**MATERIAL DE ENTRADA**
───

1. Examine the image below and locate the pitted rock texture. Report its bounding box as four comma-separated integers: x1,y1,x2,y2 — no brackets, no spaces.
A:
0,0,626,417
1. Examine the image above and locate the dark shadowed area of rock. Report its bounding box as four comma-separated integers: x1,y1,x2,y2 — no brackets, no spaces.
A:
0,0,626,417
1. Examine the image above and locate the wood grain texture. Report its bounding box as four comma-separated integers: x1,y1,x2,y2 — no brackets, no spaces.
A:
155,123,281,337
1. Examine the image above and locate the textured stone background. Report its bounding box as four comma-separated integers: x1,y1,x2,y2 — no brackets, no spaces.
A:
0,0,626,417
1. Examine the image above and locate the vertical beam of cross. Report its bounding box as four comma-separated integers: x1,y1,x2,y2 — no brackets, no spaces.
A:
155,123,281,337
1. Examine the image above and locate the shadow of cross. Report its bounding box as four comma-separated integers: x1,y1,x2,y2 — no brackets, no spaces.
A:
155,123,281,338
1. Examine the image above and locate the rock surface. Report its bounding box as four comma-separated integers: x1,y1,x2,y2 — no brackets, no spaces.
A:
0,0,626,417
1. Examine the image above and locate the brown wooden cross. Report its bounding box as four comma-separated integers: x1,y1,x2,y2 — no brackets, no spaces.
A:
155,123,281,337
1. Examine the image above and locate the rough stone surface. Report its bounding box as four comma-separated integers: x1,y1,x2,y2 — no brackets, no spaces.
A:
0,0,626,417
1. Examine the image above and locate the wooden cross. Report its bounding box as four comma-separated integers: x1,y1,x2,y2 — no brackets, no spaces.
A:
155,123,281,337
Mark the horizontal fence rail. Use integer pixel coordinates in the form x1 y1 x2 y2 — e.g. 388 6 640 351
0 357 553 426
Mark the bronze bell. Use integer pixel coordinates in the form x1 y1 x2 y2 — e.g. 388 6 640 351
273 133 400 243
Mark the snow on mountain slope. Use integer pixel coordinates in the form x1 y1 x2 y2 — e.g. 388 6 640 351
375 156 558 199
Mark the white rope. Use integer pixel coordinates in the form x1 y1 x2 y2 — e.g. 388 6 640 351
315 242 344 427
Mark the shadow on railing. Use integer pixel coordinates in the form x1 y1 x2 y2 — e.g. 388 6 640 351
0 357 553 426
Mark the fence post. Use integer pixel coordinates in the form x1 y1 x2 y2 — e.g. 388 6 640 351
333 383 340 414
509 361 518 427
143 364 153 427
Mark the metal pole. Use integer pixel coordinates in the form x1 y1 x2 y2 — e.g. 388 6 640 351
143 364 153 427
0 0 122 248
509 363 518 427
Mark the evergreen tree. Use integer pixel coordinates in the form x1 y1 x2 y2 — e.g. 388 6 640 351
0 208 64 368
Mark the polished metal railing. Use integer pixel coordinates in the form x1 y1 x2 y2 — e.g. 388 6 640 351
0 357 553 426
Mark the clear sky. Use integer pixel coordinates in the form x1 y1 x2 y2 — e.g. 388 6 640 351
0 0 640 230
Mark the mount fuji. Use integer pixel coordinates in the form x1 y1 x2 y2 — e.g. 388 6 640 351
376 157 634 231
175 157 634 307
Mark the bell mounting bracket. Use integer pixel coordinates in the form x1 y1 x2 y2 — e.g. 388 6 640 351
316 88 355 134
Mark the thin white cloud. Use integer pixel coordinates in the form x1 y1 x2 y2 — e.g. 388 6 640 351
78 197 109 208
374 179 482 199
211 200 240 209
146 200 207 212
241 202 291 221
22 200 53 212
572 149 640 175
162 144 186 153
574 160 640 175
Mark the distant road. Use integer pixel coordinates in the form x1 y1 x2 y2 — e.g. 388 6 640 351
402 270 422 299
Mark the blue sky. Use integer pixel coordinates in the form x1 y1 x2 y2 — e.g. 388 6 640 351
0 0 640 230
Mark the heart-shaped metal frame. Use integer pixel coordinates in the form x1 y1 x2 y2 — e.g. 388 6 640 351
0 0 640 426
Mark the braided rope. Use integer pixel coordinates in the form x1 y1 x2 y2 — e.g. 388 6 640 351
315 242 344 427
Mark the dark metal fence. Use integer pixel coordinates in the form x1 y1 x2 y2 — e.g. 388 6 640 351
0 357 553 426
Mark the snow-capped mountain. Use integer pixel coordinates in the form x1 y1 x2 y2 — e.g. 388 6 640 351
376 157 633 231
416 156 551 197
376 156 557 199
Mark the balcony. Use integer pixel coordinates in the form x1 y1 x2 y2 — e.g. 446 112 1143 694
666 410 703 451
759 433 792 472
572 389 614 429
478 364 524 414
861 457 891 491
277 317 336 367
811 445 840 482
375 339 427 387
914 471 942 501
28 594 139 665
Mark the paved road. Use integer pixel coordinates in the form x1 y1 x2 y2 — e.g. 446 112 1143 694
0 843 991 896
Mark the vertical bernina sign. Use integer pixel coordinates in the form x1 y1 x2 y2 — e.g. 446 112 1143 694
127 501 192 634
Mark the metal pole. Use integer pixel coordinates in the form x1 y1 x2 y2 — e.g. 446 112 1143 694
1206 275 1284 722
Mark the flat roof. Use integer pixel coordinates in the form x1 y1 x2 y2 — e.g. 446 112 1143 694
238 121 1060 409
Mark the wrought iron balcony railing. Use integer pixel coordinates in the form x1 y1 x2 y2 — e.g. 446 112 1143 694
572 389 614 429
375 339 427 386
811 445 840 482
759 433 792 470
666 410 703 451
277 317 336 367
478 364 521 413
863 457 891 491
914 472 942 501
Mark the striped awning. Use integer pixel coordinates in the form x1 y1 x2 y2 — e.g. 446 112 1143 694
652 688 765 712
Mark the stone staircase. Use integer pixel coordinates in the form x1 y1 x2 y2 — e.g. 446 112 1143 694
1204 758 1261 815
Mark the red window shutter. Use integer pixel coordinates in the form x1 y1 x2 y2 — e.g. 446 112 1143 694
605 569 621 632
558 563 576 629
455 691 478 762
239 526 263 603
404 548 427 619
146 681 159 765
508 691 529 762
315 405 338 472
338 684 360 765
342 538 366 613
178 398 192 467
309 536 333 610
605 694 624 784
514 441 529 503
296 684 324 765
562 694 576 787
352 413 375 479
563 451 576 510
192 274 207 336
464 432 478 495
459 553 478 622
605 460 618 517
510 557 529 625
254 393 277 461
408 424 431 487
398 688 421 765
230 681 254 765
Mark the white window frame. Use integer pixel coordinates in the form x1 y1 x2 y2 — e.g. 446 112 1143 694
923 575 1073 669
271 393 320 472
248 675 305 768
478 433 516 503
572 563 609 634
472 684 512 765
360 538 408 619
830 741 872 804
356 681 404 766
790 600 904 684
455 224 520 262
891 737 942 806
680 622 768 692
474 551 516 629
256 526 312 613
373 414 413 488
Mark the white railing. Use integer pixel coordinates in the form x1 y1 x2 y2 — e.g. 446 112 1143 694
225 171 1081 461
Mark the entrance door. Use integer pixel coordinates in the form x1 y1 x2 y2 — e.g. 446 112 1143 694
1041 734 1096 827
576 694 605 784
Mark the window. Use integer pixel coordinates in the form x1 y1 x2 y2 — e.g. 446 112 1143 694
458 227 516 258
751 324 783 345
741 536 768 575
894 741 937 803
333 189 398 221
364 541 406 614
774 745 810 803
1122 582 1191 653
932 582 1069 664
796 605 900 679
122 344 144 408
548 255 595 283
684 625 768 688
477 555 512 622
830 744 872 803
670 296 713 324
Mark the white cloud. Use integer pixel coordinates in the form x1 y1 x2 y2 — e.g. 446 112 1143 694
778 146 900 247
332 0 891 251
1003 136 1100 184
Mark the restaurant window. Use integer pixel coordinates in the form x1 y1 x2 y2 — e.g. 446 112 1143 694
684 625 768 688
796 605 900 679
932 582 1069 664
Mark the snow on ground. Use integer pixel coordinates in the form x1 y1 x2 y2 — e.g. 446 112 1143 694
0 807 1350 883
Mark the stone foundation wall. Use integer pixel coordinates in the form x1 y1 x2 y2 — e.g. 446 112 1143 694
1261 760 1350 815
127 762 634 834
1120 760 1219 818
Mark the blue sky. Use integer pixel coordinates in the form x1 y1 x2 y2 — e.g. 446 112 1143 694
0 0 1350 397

───

**INSTRUCCIONES Y REQUISITOS**
Actualiza las líneas comprendidas entre la que contiene "Mark the stone staircase." y la que contiene "1204 758 1261 815", ambas incluidas, cambiando "stone staircase" por "wooden staircase" y sin tocar nada más. Devuelve solo esas líneas.

**RESPUESTA AL EJERCICIO**
Mark the wooden staircase. Use integer pixel coordinates in the form x1 y1 x2 y2 — e.g. 446 112 1143 694
1204 758 1261 815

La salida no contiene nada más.